LISTE DES TÂCHES:
#1 Recopiez le passage de l'article sur l'imaginaire de destruction qui commence aux mots "Je postule que, face" et s'arrête après les mots "la vie dure.".
#2 Dans l'article sur l'imaginaire de destruction, à quel personnage le leader charismatique qui doit nous sortir du pétrin est-il comparé ?
#3 Écrivez la suite de l'article sur l'imaginaire de destruction, à partir de la dernière phrase donnée.

### ARTICLE ###

La question à se poser est alors : les personnes n’en ont-elles pas assez de véhiculer un imaginaire de destruction ? Et que vient-il nourrir ?
Je postule que, face à ce moment de notre histoire qui est un changement majeur de paradigme de société, un tournant déterminant, démuni face aux destructions massives des repères antérieurs et en panne à pouvoir concevoir les nouveaux, il ne reste alors plus que le recours à l’imaginaire collectif d’apocalypse (au sens de destruction). Face à l’ampleur des changements à opérer il ne reste plus que la catastrophe, faire Tabula Rasa du passé dont on ne parvient pas à se départir rêvant de leader charismatique (héros solitaire dans les films hollywoodiens, nourrissant l’imaginaire du self-made man américain) pour nous sortir du pétrin et nous conduire, tel Moïse vers une prochaine Terre Promise. Les classiques ont la vie dure.

### LISTE FOURNIE ###

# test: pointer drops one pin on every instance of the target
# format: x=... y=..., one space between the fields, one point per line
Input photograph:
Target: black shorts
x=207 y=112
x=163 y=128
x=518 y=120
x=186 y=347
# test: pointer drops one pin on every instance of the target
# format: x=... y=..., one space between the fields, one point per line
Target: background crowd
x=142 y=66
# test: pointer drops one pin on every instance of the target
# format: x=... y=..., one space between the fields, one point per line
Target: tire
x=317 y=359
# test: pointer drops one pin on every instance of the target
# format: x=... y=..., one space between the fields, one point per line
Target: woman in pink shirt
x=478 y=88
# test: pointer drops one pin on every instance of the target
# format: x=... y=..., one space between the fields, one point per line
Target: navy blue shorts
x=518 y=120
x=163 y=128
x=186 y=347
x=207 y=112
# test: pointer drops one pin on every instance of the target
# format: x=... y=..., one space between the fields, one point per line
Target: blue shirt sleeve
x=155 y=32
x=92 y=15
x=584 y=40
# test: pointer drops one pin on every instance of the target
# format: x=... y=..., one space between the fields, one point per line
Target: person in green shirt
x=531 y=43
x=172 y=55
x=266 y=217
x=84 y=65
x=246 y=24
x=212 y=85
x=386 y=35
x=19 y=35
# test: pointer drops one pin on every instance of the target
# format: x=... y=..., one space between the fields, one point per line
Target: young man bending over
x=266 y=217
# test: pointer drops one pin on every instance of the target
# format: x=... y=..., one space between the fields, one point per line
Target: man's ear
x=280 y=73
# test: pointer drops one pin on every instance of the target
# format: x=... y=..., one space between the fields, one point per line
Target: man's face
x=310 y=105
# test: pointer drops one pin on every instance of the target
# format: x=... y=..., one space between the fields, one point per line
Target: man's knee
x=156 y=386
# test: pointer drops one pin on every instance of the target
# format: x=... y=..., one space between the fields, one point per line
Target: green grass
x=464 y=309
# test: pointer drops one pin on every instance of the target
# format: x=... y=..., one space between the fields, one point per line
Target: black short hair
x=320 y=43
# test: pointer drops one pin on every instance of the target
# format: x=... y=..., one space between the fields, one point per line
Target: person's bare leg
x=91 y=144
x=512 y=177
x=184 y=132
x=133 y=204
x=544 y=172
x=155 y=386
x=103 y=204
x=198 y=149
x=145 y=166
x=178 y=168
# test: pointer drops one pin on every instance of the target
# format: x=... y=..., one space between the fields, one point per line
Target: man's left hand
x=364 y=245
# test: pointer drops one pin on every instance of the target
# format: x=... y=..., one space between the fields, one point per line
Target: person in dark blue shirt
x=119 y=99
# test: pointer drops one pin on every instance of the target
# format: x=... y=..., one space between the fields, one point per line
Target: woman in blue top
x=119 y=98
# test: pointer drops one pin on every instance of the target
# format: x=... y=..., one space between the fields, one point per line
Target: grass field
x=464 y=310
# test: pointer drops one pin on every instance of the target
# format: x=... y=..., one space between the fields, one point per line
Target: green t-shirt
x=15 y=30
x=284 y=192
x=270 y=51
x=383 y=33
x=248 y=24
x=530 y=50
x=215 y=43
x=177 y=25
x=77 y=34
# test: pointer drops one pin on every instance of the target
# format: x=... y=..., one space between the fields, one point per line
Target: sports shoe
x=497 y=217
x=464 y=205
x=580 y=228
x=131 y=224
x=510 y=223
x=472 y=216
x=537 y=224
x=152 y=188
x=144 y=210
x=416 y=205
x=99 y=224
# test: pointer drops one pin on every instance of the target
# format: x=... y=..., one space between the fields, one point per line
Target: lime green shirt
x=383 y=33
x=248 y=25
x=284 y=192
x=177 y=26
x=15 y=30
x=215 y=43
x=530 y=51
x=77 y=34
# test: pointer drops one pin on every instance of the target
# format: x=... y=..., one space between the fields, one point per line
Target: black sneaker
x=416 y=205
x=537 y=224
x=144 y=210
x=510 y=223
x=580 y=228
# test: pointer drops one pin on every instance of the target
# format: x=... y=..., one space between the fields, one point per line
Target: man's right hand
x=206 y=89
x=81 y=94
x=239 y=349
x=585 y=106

###

RÉPONSES DANS L'ORDRE:
#1
Je postule que, face à ce moment de notre histoire qui est un changement majeur de paradigme de société, un tournant déterminant, démuni face aux destructions massives des repères antérieurs et en panne à pouvoir concevoir les nouveaux, il ne reste alors plus que le recours à l’imaginaire collectif d’apocalypse (au sens de destruction). Face à l’ampleur des changements à opérer il ne reste plus que la catastrophe, faire Tabula Rasa du passé dont on ne parvient pas à se départir rêvant de leader charismatique (héros solitaire dans les films hollywoodiens, nourrissant l’imaginaire du self-made man américain) pour nous sortir du pétrin et nous conduire, tel Moïse vers une prochaine Terre Promise. Les classiques ont la vie dure.

#2 À Moïse, qui nous conduirait vers une prochaine Terre Promise.

#3
Un imaginaire anachronique

Pourtant, ces films sont anachroniques avec ce que les citoyens réalisent véritablement. Il existe désormais des milliers d’alternatives, de propositions positives relayées par de très nombreux médias : Sparknews, Reporters d’Espoir, Positive Presse et bien d’autres encore. Ouvrages, articles, blogs relaient les actions de millions de citoyens qui font changer le monde dans le silence et l’anonymat pour la plupart. Rien de spectaculaire et pourtant le monde change réellement.
« Quand un arbre tombe, on l’entend ; quand la forêt pousse, pas un bruit. »  Proverbe africain.

Pourquoi le phénomène persiste-t-il ?

Alors comment se fait-il que ces films continuent à être tournés et vus ?
Pour les lobbies que sous-tendent ces différents films : perpétrer le modèle de société précédent est une nécessité. Ainsi le lobby de l’armement a-t-il tout intérêt à ce que les plus jeunes soient habitués, dès leur plus jeune âge et via les jeux vidéos, la télévision et le cinéma, à trouver « normal » d’utiliser des armes pour « se défendre » et aussi d’associer l’image du héros aux forces militaires.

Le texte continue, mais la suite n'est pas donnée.